STATED TASK:
Can you write out all of the lines below word for word, leaving the pictures out?

Pointing dataset lines:
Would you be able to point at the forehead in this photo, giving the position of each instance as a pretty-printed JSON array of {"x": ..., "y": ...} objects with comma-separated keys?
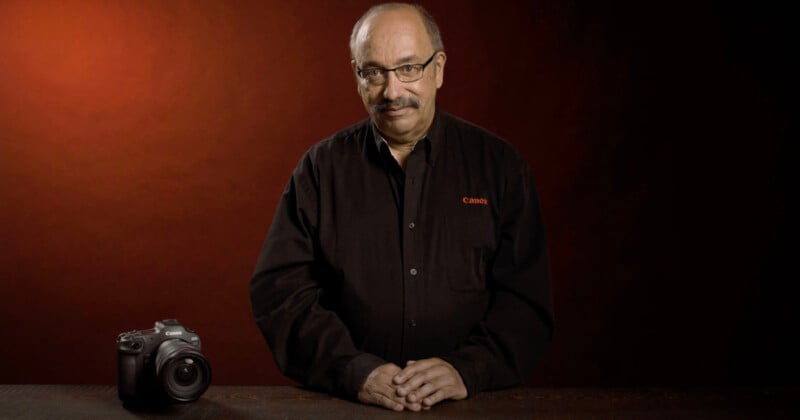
[{"x": 392, "y": 37}]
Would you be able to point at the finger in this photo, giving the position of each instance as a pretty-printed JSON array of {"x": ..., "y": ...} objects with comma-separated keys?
[
  {"x": 412, "y": 369},
  {"x": 421, "y": 392},
  {"x": 387, "y": 402},
  {"x": 434, "y": 398}
]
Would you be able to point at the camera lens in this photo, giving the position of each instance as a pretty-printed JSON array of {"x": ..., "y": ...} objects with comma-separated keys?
[
  {"x": 186, "y": 373},
  {"x": 183, "y": 371}
]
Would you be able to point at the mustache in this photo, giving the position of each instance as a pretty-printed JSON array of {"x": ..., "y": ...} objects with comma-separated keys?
[{"x": 397, "y": 103}]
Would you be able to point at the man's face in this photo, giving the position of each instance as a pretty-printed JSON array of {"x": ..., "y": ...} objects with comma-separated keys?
[{"x": 402, "y": 111}]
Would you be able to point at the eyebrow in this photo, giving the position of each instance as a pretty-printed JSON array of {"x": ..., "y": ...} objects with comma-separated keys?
[{"x": 405, "y": 60}]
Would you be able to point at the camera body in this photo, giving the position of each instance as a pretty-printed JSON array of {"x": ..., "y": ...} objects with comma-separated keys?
[{"x": 163, "y": 364}]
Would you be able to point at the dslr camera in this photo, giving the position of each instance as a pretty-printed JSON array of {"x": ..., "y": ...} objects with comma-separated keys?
[{"x": 161, "y": 365}]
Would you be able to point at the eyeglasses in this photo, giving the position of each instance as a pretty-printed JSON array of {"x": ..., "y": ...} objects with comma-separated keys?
[{"x": 406, "y": 73}]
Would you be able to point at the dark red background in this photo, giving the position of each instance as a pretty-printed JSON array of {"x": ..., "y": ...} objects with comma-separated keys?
[{"x": 144, "y": 146}]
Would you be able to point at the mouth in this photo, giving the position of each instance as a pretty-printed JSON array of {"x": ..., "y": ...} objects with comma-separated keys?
[{"x": 396, "y": 108}]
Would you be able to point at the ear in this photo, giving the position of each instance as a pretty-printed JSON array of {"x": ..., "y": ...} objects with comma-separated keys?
[
  {"x": 355, "y": 74},
  {"x": 441, "y": 59}
]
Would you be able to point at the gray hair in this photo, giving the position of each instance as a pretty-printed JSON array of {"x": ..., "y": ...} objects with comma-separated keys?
[{"x": 430, "y": 24}]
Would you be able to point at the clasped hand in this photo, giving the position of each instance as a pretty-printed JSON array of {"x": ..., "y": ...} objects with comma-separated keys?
[{"x": 420, "y": 385}]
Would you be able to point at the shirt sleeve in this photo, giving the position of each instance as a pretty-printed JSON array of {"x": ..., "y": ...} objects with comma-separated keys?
[
  {"x": 503, "y": 348},
  {"x": 309, "y": 342}
]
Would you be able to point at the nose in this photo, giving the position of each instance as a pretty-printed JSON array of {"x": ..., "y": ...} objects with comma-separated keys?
[{"x": 393, "y": 87}]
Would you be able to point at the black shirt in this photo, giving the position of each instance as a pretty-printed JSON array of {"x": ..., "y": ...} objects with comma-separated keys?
[{"x": 365, "y": 264}]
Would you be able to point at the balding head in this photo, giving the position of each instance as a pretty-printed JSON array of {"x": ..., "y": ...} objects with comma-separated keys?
[
  {"x": 387, "y": 39},
  {"x": 431, "y": 28}
]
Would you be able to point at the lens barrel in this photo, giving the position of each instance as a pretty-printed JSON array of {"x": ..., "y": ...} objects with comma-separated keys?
[{"x": 183, "y": 371}]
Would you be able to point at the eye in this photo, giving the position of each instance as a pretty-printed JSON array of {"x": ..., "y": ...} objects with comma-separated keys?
[{"x": 371, "y": 72}]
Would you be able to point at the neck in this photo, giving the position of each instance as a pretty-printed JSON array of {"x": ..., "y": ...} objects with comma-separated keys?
[{"x": 401, "y": 151}]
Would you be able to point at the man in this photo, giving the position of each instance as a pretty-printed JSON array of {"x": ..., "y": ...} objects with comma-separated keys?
[{"x": 406, "y": 264}]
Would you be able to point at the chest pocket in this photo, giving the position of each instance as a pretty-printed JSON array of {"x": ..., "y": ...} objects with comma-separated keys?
[{"x": 470, "y": 236}]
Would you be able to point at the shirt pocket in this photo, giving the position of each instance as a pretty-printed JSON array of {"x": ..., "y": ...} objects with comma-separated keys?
[{"x": 471, "y": 242}]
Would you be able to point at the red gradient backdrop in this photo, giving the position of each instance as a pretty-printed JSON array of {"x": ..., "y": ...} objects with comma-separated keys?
[{"x": 144, "y": 146}]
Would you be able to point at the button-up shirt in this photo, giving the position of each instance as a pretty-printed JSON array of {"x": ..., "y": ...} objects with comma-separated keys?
[{"x": 366, "y": 263}]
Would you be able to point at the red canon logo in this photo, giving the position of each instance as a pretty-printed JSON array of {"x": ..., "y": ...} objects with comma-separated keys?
[{"x": 474, "y": 200}]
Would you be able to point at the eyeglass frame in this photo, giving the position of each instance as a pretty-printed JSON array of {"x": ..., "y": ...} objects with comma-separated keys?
[{"x": 385, "y": 72}]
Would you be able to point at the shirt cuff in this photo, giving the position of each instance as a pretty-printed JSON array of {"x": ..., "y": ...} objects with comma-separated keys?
[
  {"x": 355, "y": 372},
  {"x": 468, "y": 362}
]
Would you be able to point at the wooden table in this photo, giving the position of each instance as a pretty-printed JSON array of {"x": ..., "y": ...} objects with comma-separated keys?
[{"x": 281, "y": 402}]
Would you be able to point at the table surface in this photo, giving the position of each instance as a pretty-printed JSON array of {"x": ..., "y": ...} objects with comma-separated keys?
[{"x": 283, "y": 402}]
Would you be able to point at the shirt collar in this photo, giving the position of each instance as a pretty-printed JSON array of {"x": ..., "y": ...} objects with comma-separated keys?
[{"x": 432, "y": 141}]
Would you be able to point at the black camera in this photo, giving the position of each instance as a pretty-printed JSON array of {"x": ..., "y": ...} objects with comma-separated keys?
[{"x": 162, "y": 365}]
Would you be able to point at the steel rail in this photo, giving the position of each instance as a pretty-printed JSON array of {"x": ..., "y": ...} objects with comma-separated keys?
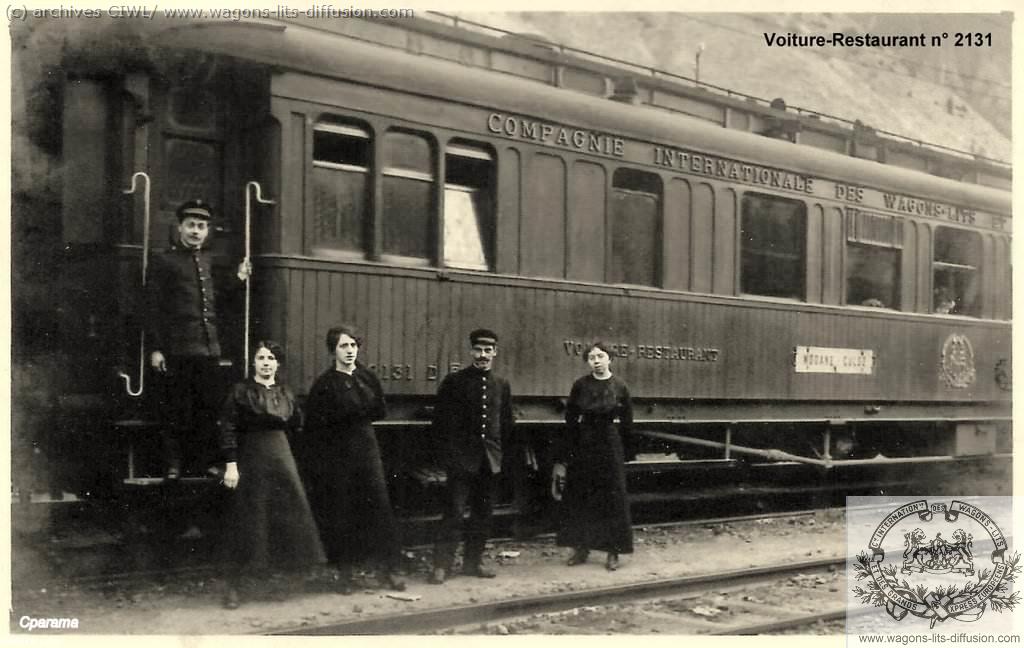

COMPLETE RESPONSE:
Would you be able to point at the forehead in this photo, giving the position of each instance as a pretty-printed JSON array of {"x": ..., "y": ...} objects with comma-separated keys?
[{"x": 392, "y": 37}]
Would you be able to point at the finger in this photo, giving the position of each instance as a pretty-printed JSON array of {"x": ..., "y": ...} objects with comma-separated keys?
[
  {"x": 412, "y": 369},
  {"x": 421, "y": 392},
  {"x": 387, "y": 402},
  {"x": 434, "y": 398}
]
Would you be able to point at the camera lens in this photo, giving the position of each instance as a pretty-printed JSON array of {"x": ..., "y": ...} objects with comma-separated keys?
[
  {"x": 186, "y": 373},
  {"x": 183, "y": 371}
]
Would you be able to point at the mustache in this photo, giving the position of each instance as a pretty-printed JSON array of {"x": ..., "y": ...} objects with comma-separated keys?
[{"x": 397, "y": 103}]
Would you be able to point at the man's face in this photo, giving the position of each instance as a pretty-printed JSON array of {"x": ..., "y": ...} objects with comma-separated keys?
[{"x": 402, "y": 111}]
Would you be able to point at the eyebrow in this photo, giving the position of each instance as a pretty-printed JSON array of {"x": ..., "y": ...} objects with comma-separated keys?
[{"x": 405, "y": 60}]
Would you be able to point at the camera body in this photo, giving the position of each instance as a pretty-printed JSON array of {"x": ..., "y": ...} objects with comma-separated keys?
[{"x": 163, "y": 364}]
Would you be able to point at the dslr camera in this photo, giving the position of each instance as a pretty-printed JSON array of {"x": ..., "y": ...} objects with comma-separated keys?
[{"x": 161, "y": 365}]
Would you be able to point at the eyeglasses in this photo, giving the position of each instance as a pretty-printed JSON array of {"x": ..., "y": ...} objects with comma-separated keys?
[{"x": 406, "y": 73}]
Would you be able to point at the dark red background in this photo, giving the position of each instance as a pretty-printed JSON array of {"x": ..., "y": ...} objects with comma-separated keys?
[{"x": 144, "y": 146}]
Would you be able to point at the mouth in this photo, giving the position of each instance as a pretty-printed JSON array of {"x": ..., "y": ...} objects with comma-separated keys?
[{"x": 396, "y": 108}]
Would you be able to point at the ear in this photo, giving the position of each instance as a pretty-printed JSON array of {"x": ..., "y": ...} objects with comma-separated keys?
[
  {"x": 355, "y": 74},
  {"x": 441, "y": 59}
]
Would you be able to point at the gray hair in this photo, giving the position of each instance as a pretty-printed JSON array of {"x": ..., "y": ...} objects with comma-separated keys?
[{"x": 430, "y": 24}]
Would you be able to point at the clasped hand in this photo, giving the position of each instance as a pretty-printed JSON array of {"x": ..., "y": ...} objects with comma-separated keys?
[{"x": 420, "y": 385}]
Would you be able to point at the shirt sleeve in this photo, giving the position of each instance as a pretty-printed JSON array of {"x": ..., "y": ...} objects with comma-separated keys?
[
  {"x": 503, "y": 348},
  {"x": 309, "y": 342}
]
Would you be able to point at the nose in this photo, giving the position of each instance as a pretty-printed JSON array of {"x": ..., "y": ...} objects with comma-separated keys?
[{"x": 393, "y": 87}]
Would you be able to point at the black shirt in this photo, giving the position of each instance as a pretty-printed JSON array of {"x": ..., "y": ...} objects with comma-separated keys?
[{"x": 365, "y": 264}]
Would you be able to point at the balding head in this photo, giving the position of each instance as a pretty-printed JSON array of {"x": ..., "y": ...} objects with comma-separated keys?
[
  {"x": 387, "y": 39},
  {"x": 431, "y": 28}
]
Would you be able to point at the lens barrel in this photo, giving the position of each instance as a pretty-printed JSON array of {"x": ..., "y": ...} objects with comma-separated keys?
[{"x": 183, "y": 371}]
Would you be able to point at the eye in this photo, giving the position of each instance as a pretty-printed JSON array of {"x": ..., "y": ...} objects with comma-separated keys?
[{"x": 371, "y": 72}]
Would you be able to point at the neck in this photo, giving the position of each instance as a pretty-printed JSON array of {"x": ..., "y": ...} objects with comma-separated keys?
[{"x": 401, "y": 151}]
Would you be able to point at the man in this photo, giving the position of each instance as a pretty-printed JSON array of {"x": ..., "y": ...} objects with comma-separated keys?
[{"x": 406, "y": 264}]
Would you be able to point at the chest pocket in this photo, giving the position of each instance as a pretty-printed JSON array of {"x": ..., "y": ...} objects with comma-separated keys?
[{"x": 470, "y": 236}]
Would you be able to point at the shirt pocket in this photo, giving the position of each instance as a pretty-printed JSON array of {"x": ..., "y": ...} objects with comma-separated keys?
[{"x": 471, "y": 242}]
Would you be able to point at the red gradient backdrop in this photo, giving the position of each instance as a pretty-printed JSON array of {"x": ..., "y": ...} objects with comma-separated keys?
[{"x": 144, "y": 146}]
Would you be able to point at the button-up shirt in this photo, giving the position of each instance as a pretty-printed JSON array of {"x": ..., "y": ...} objects with comma-separated keys?
[{"x": 366, "y": 263}]
Would you be able to point at the red canon logo in this photo, giving the position of each instance as a pretty-printed JSON array of {"x": ..., "y": ...} objects with comma-separated keys?
[{"x": 474, "y": 200}]
Would you be able to point at the eyeglass frame in this photo, giving the position of each instance as a pretty-printed JSON array of {"x": ..., "y": ...} objects with comma-separated keys?
[{"x": 385, "y": 72}]
Would you be able to point at the shirt cuff in this photo, giving the position of each instance as a pretty-printed JSON array of {"x": ..., "y": ...} objects with comma-separated keys?
[
  {"x": 355, "y": 372},
  {"x": 468, "y": 362}
]
Would you be able to point at the wooden table in this photo, giving the position of each instance as a pretty-printed JSON array of {"x": ..., "y": ...} objects with comma-separated keys?
[{"x": 281, "y": 402}]
Would you be able to point at the table surface in this photo, giving the position of each instance as a pretty-printed JSON array of {"x": ..., "y": ...} objects with comma-separated keys?
[{"x": 283, "y": 402}]
Would you be able to point at the shirt collar in this photo, giving the position of each instance as a pretty-printed JSON array of {"x": ..., "y": ...} objects with comma-separated keys?
[{"x": 432, "y": 141}]
Would you be able to point at the black camera in this photo, giving the position of each instance as a pretty-printed JSON array of {"x": ..., "y": ...} objects with comma-separated keys?
[{"x": 162, "y": 365}]
Would you be able to point at the steel rail in this photo, giving the position of each instance as a pretty-printed JSON array of {"x": ..., "y": ...} objects with comma-separated keys?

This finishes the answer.